Texte cité —
D’abord, le pape Pie XI.
Où est sa passivité ? Il condamna sans réserve la législation antisémite de Benito Mussolini et refusa de recevoir Hitler. Son Encyclique Mit brennender Sorge, écrite exceptionnellement en allemand, a été préparée par son conseiller, un certain cardinal Pacelli, qui deviendra le futur Pie XII, et qui fut le Pape le plus décrié par la gauche athée. Cette Encyclique est lue dans toute l’Allemagne, le dimanche des rameaux, le 23 mars 1937.
Que dit-elle aux catholiques allemands ? Elle condamne le nazisme, son culte de l’Etat, son racisme et son paganisme. Elle proteste contre le rejet de l’Ancien Testament, l’antisémitisme et le remplacement du christianisme par la « confusion panthéiste » de dieu et de l’univers, et les croyances des « anciens germains ». Hitler lui-même est visé et il est appelé « prophète du néant ». Ceux qui l’ « adorent » sont mis en garde. Elle se termine par ces mots sans appel : « C’est pour quiconque confesse le Christ, un devoir de dégager nettement sa responsabilité, de libérer sa conscience de toute coopération à une telle machination et à une telle corruption. »
Ce ne sont pas des mots creux mais l’expression d’un courage que chacun peut aller vérifier. Il engage, au cœur même de l’Allemagne nazie, une résistance catholique sans précédent. Tel, Erich Clausener, qui dirige l’action catholique à Berlin, assassiné en 1934 par les nazis. Tel l’évêque de Münster, Clemens August von Galen, le « lion de Munster », qui dénonce les meurtres dans les hôpitaux psychiatriques et l’euthanasie, si populaire que les nazis après avoir tenté de l’arrêter et de le mettre à mort, reculèrent, s’emparant de 42 prêtres qui l’entourent, et en envoyant 10 trouver la mort dans des camps. Tel, Bernard Lichtenberg qui appelle dans sa cathédrale de Berlin à prier pour les juifs après la nuit de cristal. Des exceptions ? La règle. Comment oublier les 1100 prêtres allemands emprisonnés, les 304 prêtres envoyés à Dachau, dés 1938 ? Comment oublié qu’il a tout fait pour que son successeur soit… le cardinal Pacelli.

Le listing —
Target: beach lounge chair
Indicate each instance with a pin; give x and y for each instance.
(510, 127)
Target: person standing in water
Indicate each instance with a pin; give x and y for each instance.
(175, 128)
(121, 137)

Tâches à réaliser —
- a) Recopiez à l'identique le passage du texte sur le pape Pie XI, de « D’abord, le pape » jusqu'à « 23 mars 1937. » inclus.
- b) Dans le listing, réécrivez seulement les lignes allant de celle qui contient « Target: person standing in water » jusqu'à la dernière ligne du listing incluse. Remplacez-y « pin » par « marker » sans rien modifier d'autre.

Les réponses —
- a)
D’abord, le pape Pie XI.
Où est sa passivité ? Il condamna sans réserve la législation antisémite de Benito Mussolini et refusa de recevoir Hitler. Son Encyclique Mit brennender Sorge, écrite exceptionnellement en allemand, a été préparée par son conseiller, un certain cardinal Pacelli, qui deviendra le futur Pie XII, et qui fut le Pape le plus décrié par la gauche athée. Cette Encyclique est lue dans toute l’Allemagne, le dimanche des rameaux, le 23 mars 1937.

- b)
Target: person standing in water
Indicate each instance with a marker; give x and y for each instance.
(175, 128)
(121, 137)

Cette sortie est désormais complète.